**What to work on**
Nothing in the entries should be altered. Write them out in full.

**Given records**
====
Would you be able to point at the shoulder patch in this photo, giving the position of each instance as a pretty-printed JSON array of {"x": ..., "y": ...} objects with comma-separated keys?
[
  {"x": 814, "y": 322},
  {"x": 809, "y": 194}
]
====
**Exercise result**
Would you be able to point at the shoulder patch in this photo, giving the position of each instance as a pretty-printed JSON array of {"x": ..., "y": ...} objects with comma-separated keys?
[
  {"x": 814, "y": 322},
  {"x": 809, "y": 194}
]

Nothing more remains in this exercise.